### Record set
________

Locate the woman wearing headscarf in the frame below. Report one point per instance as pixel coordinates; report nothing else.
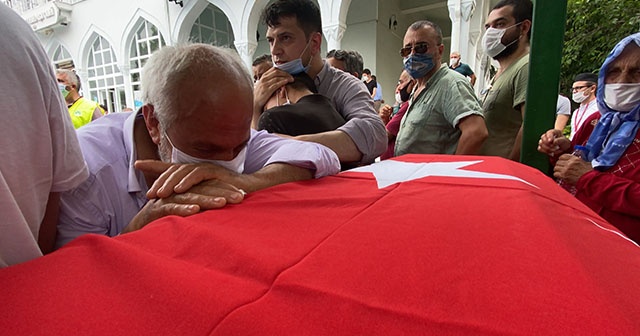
(608, 181)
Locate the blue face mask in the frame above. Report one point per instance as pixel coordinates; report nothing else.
(418, 65)
(63, 90)
(294, 67)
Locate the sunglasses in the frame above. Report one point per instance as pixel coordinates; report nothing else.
(578, 88)
(418, 48)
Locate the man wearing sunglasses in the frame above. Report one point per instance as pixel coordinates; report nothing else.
(444, 116)
(507, 41)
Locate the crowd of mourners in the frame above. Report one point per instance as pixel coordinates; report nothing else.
(299, 116)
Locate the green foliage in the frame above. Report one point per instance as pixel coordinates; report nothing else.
(593, 29)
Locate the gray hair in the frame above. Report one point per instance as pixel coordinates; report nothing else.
(424, 24)
(71, 76)
(172, 66)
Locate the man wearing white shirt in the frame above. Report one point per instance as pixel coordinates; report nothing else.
(584, 93)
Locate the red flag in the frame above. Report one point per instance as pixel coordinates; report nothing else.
(458, 245)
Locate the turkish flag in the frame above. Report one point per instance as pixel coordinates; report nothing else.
(422, 244)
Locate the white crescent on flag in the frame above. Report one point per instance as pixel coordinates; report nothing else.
(389, 172)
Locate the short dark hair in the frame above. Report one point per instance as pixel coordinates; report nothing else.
(305, 11)
(303, 81)
(262, 59)
(423, 24)
(522, 10)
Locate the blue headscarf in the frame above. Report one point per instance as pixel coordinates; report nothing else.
(615, 130)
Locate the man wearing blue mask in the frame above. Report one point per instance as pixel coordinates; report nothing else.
(507, 41)
(444, 115)
(181, 156)
(294, 33)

________

Copy out every line above word for word, leaving out the picture.

Locate the woman wearing headscarf in the frame below. Report one point per instance as pixel coordinates; report nothing else.
(608, 181)
Locate the blue face mask in the frame above. Report one point per instance as pixel coordinates; report nothing else.
(418, 65)
(63, 90)
(294, 67)
Locate the sunglasses in the frame above. Report one point per instance as pixel coordinates; report nothing else.
(578, 88)
(418, 48)
Locate the man wearing sunglasses in the frame above. Report one point per instance as pixel coordinates; report nothing else.
(444, 116)
(507, 41)
Locate the crowd of mourners in the frame above. Report one point per instance as pixel coordinates; report nothing else.
(299, 116)
Locate the green foliage in the frame above. Report one point per instance as pixel coordinates; report nothing else.
(593, 29)
Locate the gray hair in the frame above. Report one point per instance as pixel coordinates; report nothing else.
(424, 24)
(71, 76)
(172, 66)
Locate the man wearing white shirt in the frame above. Report one point per instance as pixel coordinates; report nothing else.
(584, 93)
Locate the red flag in the frame above. Report one point per instance as pixel coordinates; report nothing else.
(458, 245)
Locate the turkish flag in the frame above. Report one point per instance as pixel coordinates; report nothing else.
(422, 244)
Locate the white crescent on flag in the frame above. Report one point per instance as pixel coordinates; report nothing else.
(389, 172)
Locate the short dark hair in the frame above. Report one point per instance as pixel coordinates; report nothing else.
(305, 11)
(303, 81)
(262, 59)
(423, 24)
(522, 10)
Locate the blue headscarf in the frame above. Report one point per instance as pixel coordinates; report nothing else.
(615, 130)
Locate the man wearing blue mask in the frame above. Report one point per instance as pixel coordinates; report nothing else.
(507, 41)
(444, 115)
(181, 156)
(294, 33)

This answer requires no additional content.